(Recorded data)
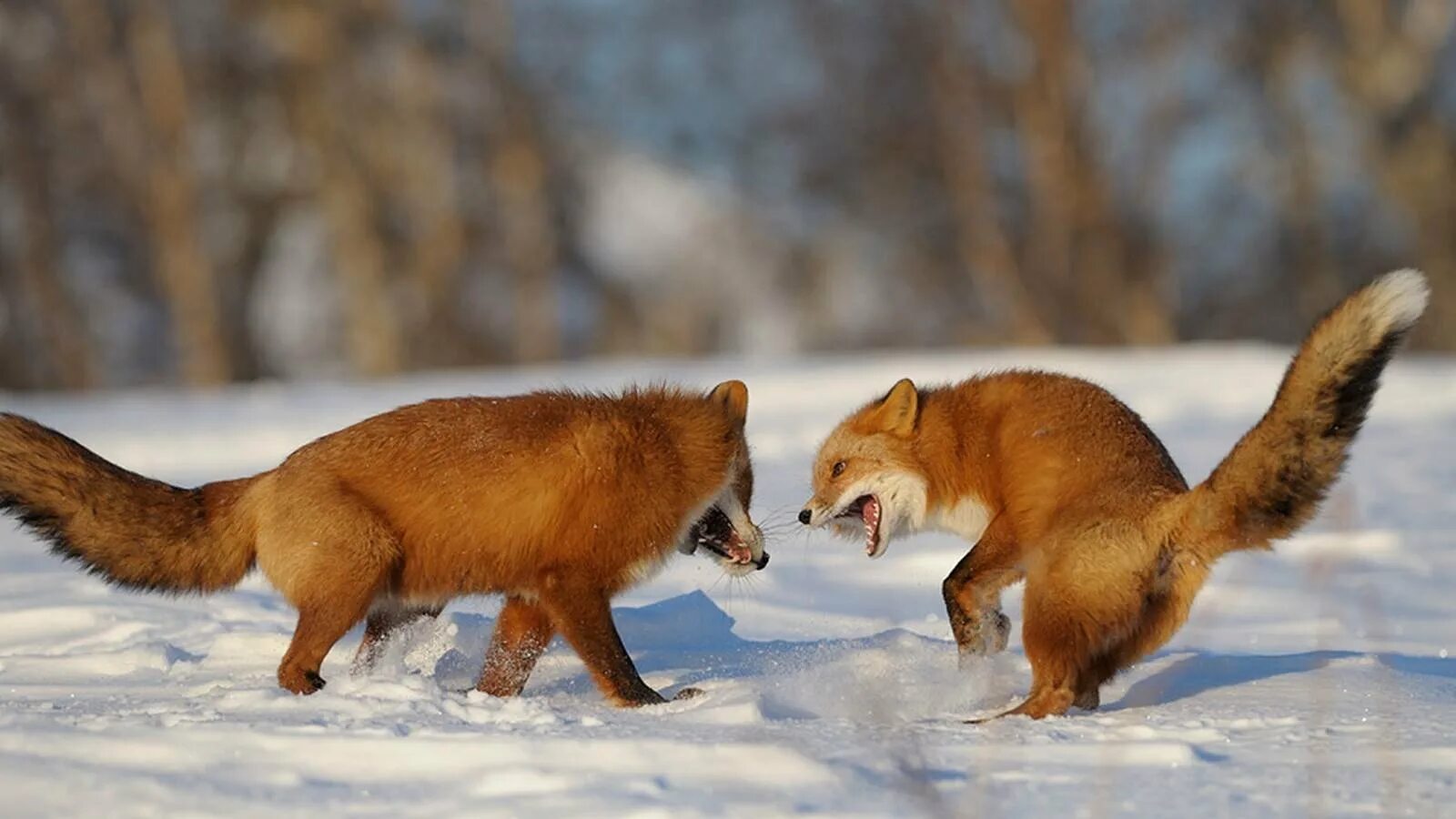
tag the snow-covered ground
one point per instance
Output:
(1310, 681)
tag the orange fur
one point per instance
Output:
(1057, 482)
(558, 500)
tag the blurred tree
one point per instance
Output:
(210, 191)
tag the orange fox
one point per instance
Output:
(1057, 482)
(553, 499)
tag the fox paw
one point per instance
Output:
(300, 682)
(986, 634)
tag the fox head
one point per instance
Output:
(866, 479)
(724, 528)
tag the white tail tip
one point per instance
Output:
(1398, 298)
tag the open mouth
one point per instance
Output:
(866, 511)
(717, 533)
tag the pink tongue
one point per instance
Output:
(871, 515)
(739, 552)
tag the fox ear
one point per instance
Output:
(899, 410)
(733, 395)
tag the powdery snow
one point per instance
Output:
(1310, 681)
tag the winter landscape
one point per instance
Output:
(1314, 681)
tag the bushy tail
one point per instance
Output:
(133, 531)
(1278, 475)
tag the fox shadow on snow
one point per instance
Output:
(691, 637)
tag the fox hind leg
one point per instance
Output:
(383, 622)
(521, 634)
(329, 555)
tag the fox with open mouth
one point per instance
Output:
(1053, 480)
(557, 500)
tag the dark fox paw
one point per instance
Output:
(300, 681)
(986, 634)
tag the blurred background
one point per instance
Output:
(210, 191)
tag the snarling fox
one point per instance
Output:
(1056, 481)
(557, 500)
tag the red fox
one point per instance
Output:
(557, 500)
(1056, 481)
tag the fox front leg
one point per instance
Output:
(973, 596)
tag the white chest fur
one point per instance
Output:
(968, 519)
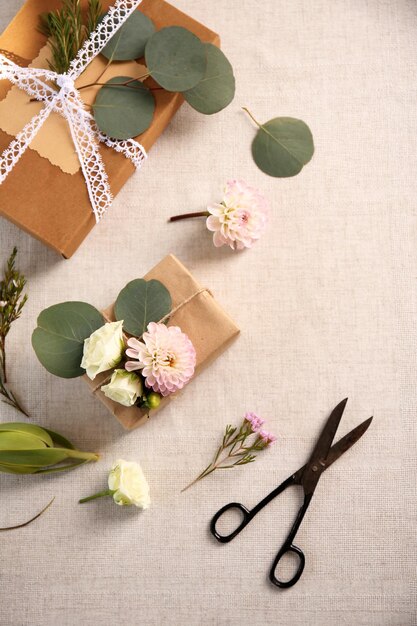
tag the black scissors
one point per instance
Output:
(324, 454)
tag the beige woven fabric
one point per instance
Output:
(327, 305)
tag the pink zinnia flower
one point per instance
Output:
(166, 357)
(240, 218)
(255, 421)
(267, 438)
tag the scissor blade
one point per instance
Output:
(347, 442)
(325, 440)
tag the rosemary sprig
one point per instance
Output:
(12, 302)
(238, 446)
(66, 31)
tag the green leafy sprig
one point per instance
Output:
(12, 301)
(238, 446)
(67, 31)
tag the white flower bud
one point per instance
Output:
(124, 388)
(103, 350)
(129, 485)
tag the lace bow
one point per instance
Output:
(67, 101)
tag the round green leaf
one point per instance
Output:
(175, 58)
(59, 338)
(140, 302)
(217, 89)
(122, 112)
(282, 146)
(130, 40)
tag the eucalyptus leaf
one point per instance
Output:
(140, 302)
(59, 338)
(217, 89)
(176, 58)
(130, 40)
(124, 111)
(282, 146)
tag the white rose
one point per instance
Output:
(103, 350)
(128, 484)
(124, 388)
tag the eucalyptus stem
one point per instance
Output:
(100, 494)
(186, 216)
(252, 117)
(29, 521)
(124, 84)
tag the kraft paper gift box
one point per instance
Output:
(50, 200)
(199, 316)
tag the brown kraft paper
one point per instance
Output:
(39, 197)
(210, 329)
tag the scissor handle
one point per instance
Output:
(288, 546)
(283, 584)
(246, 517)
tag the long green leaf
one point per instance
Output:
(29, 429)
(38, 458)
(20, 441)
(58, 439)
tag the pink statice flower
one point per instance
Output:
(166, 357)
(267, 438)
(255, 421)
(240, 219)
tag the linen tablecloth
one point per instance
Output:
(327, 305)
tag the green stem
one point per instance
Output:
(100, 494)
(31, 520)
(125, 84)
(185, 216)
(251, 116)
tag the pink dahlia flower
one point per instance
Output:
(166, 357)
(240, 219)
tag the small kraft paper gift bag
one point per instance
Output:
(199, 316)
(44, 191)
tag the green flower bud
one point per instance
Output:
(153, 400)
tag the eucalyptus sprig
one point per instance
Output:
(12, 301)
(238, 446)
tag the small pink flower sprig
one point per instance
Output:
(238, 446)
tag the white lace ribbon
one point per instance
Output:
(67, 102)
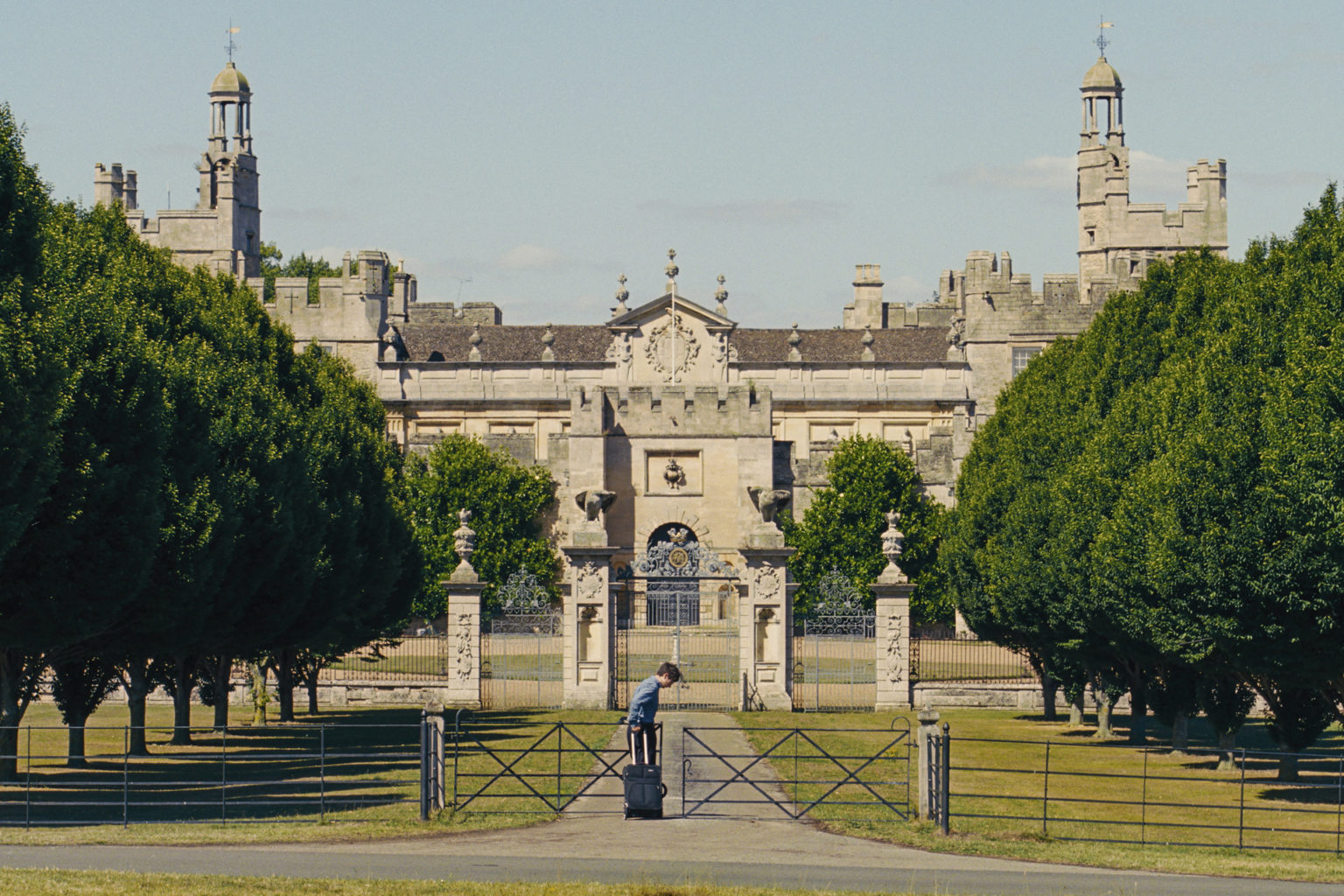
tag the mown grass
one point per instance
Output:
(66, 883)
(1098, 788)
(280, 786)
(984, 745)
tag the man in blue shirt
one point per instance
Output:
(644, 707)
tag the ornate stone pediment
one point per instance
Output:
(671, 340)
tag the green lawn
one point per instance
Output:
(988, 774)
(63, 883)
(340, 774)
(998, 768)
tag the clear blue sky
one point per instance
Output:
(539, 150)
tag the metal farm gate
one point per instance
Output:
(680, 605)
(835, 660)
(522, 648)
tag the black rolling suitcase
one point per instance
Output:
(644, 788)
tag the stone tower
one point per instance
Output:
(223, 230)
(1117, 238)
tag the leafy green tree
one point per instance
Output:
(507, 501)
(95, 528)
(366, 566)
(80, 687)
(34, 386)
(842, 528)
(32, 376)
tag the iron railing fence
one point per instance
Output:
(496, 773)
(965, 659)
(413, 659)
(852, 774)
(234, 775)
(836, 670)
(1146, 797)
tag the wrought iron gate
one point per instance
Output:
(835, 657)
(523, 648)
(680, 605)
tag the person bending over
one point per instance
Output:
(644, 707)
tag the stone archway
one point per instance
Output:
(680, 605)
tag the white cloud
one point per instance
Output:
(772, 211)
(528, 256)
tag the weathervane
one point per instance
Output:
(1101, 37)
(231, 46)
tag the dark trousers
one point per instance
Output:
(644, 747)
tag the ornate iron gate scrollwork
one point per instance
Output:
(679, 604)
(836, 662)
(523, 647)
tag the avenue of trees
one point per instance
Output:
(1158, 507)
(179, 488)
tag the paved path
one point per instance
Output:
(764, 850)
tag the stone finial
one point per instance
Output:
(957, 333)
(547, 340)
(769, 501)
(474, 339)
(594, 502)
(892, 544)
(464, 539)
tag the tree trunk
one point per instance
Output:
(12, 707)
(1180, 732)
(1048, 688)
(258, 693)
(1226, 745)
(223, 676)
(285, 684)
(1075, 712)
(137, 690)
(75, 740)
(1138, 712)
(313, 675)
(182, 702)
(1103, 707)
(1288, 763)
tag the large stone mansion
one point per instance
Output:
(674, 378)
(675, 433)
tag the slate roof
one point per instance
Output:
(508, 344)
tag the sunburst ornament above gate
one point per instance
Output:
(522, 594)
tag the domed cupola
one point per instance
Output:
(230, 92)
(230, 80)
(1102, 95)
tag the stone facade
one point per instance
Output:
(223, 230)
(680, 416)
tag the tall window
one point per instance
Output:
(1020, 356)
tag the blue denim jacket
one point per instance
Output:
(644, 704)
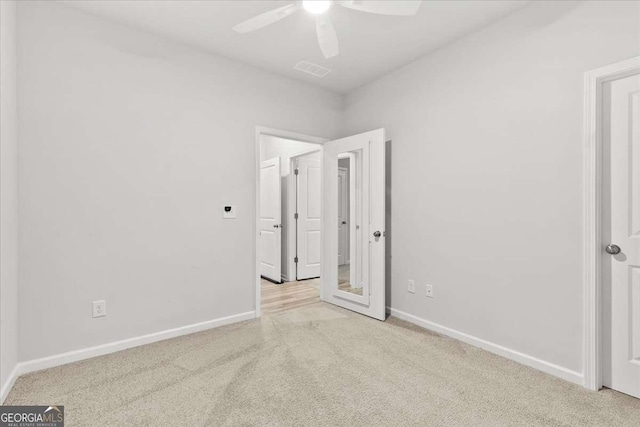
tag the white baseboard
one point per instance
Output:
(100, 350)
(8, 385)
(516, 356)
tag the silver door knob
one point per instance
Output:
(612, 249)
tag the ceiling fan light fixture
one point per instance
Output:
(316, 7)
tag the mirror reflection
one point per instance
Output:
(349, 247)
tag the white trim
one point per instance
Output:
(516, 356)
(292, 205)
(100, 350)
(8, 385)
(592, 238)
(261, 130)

TASK ITEM » When you output the entries, keep each line exactly as it is and leave out any pictures.

ANSWER »
tag the snow-covered ground
one point per instance
Output:
(1310, 681)
tag the orange fur
one point per instance
Output:
(1057, 482)
(558, 500)
tag the blurred tree
one point per instance
Output:
(210, 191)
tag the orange fox
one point per instance
Output:
(1057, 482)
(553, 499)
tag the fox paw
one point per instance
Output:
(300, 682)
(986, 634)
tag the fox head
one point per instance
Output:
(866, 479)
(724, 528)
tag the white tail tip
one point per instance
Output:
(1398, 298)
tag the open mouth
one point per instance
Output:
(866, 511)
(717, 533)
tag the pink tongue
one point per instance
Output:
(871, 515)
(739, 552)
tag the fox ear
one point per instance
Output:
(899, 410)
(733, 395)
tag the powdery snow
one point per instance
Output:
(1310, 681)
tag the winter landscape
one point per instance
Output:
(1314, 681)
tag the bushy tail
one point per instance
Output:
(133, 531)
(1278, 475)
tag the fox shadow on snow
one point per instance
Output:
(691, 637)
tag the fox hind leg
one point per instance
Output:
(383, 622)
(521, 634)
(329, 555)
tag the fox with open mouth
one point per instance
Output:
(1053, 480)
(557, 500)
tag the dark fox paw
one point per instance
Output:
(300, 681)
(986, 634)
tag the blurred background
one point per instance
Output:
(210, 191)
tag the snarling fox
one point per instance
Output:
(1056, 481)
(557, 500)
tag the red fox
one point per instance
Output:
(557, 500)
(1056, 481)
tag the fox front leg
one point per instance
Output:
(973, 596)
tag the white chest fur
one point per instance
Output:
(968, 519)
tag the black scissors
one point per instance
Output:
(324, 454)
tag the beige woven fabric
one point per instance
Output:
(327, 305)
tag the pink zinnia flower
one point per instance
Output:
(166, 357)
(240, 218)
(255, 421)
(267, 438)
tag the scissor blade
one point per instance
Output:
(347, 442)
(325, 440)
tag the rosemary sprig
one point per instance
Output:
(12, 302)
(238, 446)
(66, 31)
tag the green leafy sprig
one point per instance
Output:
(12, 301)
(238, 446)
(67, 31)
tag the white flower bud
one point per instance
Output:
(124, 388)
(103, 350)
(129, 485)
tag the lace bow
one point per instance
Output:
(67, 101)
tag the round green leaf
one point per instance
Output:
(175, 58)
(59, 338)
(140, 302)
(217, 89)
(122, 112)
(282, 146)
(130, 40)
tag the eucalyptus leaf
one point per instance
Output:
(140, 302)
(59, 338)
(217, 89)
(176, 58)
(130, 40)
(124, 111)
(282, 146)
tag the white rose
one point per instance
Output:
(103, 350)
(128, 484)
(124, 388)
tag the eucalyptus stem
one point per instance
Output:
(100, 494)
(186, 216)
(252, 117)
(29, 521)
(124, 84)
tag the kraft paper gift box
one point per instance
Output:
(50, 200)
(199, 316)
tag the brown kraft paper
one point per instance
Output:
(39, 197)
(210, 329)
tag the scissor handle
one point per instance
Output:
(288, 546)
(283, 584)
(246, 517)
tag the long green leaf
one point per instance
Output:
(29, 429)
(38, 458)
(20, 441)
(58, 439)
tag the pink statice flower
one point per instance
Output:
(166, 357)
(267, 438)
(255, 421)
(240, 219)
tag the linen tablecloth
one point per instance
Output:
(327, 305)
tag the green stem
one point per instance
Output:
(100, 494)
(31, 520)
(125, 84)
(185, 216)
(251, 116)
tag the pink dahlia flower
one point per instance
Output:
(166, 357)
(240, 219)
tag the small kraft paper gift bag
one point per instance
Output:
(199, 316)
(44, 191)
tag the green flower bud
one point per instance
Output:
(153, 400)
tag the eucalyptus sprig
one point per instance
Output:
(12, 301)
(238, 446)
tag the small pink flower sprig
one point per instance
Output:
(238, 446)
tag the white lace ribbon
one point per instance
Output:
(67, 102)
tag the mown grass
one point per instance
Output:
(66, 883)
(1098, 788)
(280, 786)
(984, 745)
tag the man in blue shirt
one point per instance
Output:
(644, 707)
tag the ornate stone pediment
one point per instance
Output:
(671, 340)
tag the green lawn
one point per instance
Output:
(988, 774)
(63, 883)
(340, 774)
(998, 768)
tag the clear blue sky
one point per instance
Output:
(539, 150)
tag the metal farm gate
one point per instance
Output:
(680, 605)
(835, 660)
(522, 648)
tag the black rolling suitcase
one point per instance
Output:
(644, 788)
tag the stone tower
one point per instance
Output:
(223, 230)
(1117, 238)
tag the leafy green tree
one point per instance
Output:
(507, 501)
(95, 528)
(366, 566)
(80, 687)
(34, 386)
(842, 528)
(32, 376)
tag the iron railing fence
one point per instance
Output:
(496, 773)
(965, 659)
(413, 659)
(852, 774)
(234, 775)
(836, 670)
(1146, 797)
tag the wrought iron gate
one point per instance
Output:
(835, 657)
(523, 648)
(680, 605)
tag the person bending over
one point per instance
Output:
(644, 707)
tag the stone archway
one point per instance
Output:
(680, 605)
tag the white cloud
one point per instance
Output:
(772, 211)
(528, 256)
tag the weathervane
one point per instance
Output:
(1101, 37)
(231, 46)
tag the dark trousers
one point per instance
Output:
(644, 747)
tag the ornate iron gate scrollwork
one point per instance
Output:
(679, 604)
(836, 662)
(523, 647)
tag the avenue of trees
one point per instance
Output:
(1158, 507)
(179, 488)
tag the paved path
one point per instance
Output:
(764, 850)
tag the stone finial
one point per instance
Output:
(957, 333)
(547, 340)
(769, 501)
(474, 339)
(594, 502)
(892, 544)
(464, 539)
tag the tree trunk
one point per instance
Output:
(12, 707)
(1180, 732)
(1048, 688)
(258, 693)
(1226, 745)
(223, 676)
(285, 684)
(1075, 712)
(137, 690)
(75, 740)
(1138, 712)
(313, 675)
(182, 702)
(1103, 707)
(1288, 763)
tag the large stone mansion
one point per instance
Output:
(674, 378)
(675, 433)
tag the slate roof
one point per instance
Output:
(508, 344)
tag the sunburst ornament above gate
one point per instance
Output:
(522, 594)
tag the domed cupola
one point per instance
Output:
(230, 92)
(230, 80)
(1102, 95)
tag the stone facade
one point per instance
Output:
(223, 230)
(680, 416)
tag the tall window
one point per instance
Output:
(1020, 356)
tag the blue denim jacket
one point per instance
Output:
(644, 704)
tag the white baseboard
one point per instance
Output:
(100, 350)
(8, 385)
(516, 356)
tag the silver door knob
one point per instance
Output:
(612, 249)
tag the ceiling fan light fixture
one point per instance
Output:
(316, 7)
tag the mirror reflection
one point per instance
Output:
(349, 247)
tag the white trim
one point per instance
Output:
(516, 356)
(292, 205)
(100, 350)
(8, 385)
(592, 238)
(261, 130)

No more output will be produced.